*WHAT YOU WILL DO*
Recast every line below, from the line containing "If any golf" down through the final row inclusive, as a JSON list of strings with one string per line, leaving out any blank lines.

*RECORDS FOR THE EXERCISE*
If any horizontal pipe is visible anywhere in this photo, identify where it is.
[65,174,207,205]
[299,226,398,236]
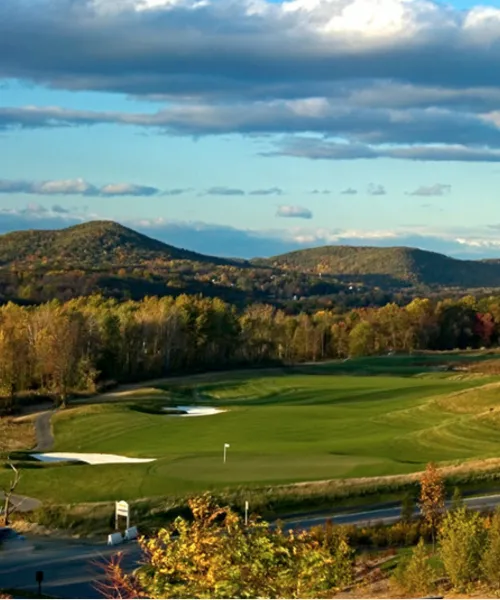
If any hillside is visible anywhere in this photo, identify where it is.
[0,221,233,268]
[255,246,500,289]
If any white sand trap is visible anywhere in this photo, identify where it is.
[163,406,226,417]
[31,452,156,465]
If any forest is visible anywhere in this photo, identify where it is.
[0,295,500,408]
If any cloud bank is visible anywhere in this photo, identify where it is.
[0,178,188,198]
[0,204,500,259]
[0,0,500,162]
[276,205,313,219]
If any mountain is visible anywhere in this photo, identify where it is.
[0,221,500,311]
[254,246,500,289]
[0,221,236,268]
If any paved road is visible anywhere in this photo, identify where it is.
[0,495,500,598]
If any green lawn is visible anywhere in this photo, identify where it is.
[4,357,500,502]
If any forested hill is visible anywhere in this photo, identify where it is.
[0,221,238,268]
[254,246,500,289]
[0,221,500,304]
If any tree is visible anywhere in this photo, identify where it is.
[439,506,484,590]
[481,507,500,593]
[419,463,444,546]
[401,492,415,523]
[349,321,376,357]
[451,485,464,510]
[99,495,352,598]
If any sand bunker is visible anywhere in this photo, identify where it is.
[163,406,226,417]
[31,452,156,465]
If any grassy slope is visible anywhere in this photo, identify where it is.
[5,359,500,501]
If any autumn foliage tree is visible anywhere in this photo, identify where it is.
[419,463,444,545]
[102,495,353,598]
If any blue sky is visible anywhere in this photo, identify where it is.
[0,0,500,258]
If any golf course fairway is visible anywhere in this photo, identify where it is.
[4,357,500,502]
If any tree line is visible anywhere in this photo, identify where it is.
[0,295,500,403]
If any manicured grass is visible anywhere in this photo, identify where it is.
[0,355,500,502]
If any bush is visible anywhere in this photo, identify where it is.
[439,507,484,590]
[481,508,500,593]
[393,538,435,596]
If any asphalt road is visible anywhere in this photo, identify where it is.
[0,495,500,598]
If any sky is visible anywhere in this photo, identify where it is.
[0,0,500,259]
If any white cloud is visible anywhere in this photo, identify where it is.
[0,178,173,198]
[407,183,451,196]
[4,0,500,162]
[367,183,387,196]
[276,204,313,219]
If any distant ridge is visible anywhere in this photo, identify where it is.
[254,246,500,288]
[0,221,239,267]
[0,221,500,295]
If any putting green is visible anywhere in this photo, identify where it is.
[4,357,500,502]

*RESPONSE BELOW*
[
  "If any golf course fairway is visible anywhere in this photo, identify where it is.",
  "[4,357,500,502]",
  "If any tree line is visible anywhere in this photo, identify where it is.",
  "[0,295,500,403]",
  "If any manicured grass is visible anywhere in this photo, identify where it is.",
  "[0,355,500,502]",
  "If any bush is visible anywhere in this photo, identify where it is.",
  "[439,507,484,590]",
  "[481,508,500,593]",
  "[393,538,435,596]",
  "If any asphalt road is visible anywhere in this photo, identify where it is.",
  "[0,495,500,598]",
  "If any sky is visible anywhere in this photo, identify where it is.",
  "[0,0,500,259]",
  "If any white cloud is visible anywhere in this photo, identify where it is.",
  "[0,178,173,198]",
  "[407,183,451,196]",
  "[4,0,500,162]",
  "[367,183,387,196]",
  "[276,204,313,219]",
  "If any distant ridge is visible anywhere in this photo, identify where it is.",
  "[254,246,500,288]",
  "[0,221,239,267]",
  "[0,221,500,295]",
  "If any putting green is visible anywhere in this photo, identify where it is.",
  "[4,357,500,502]"
]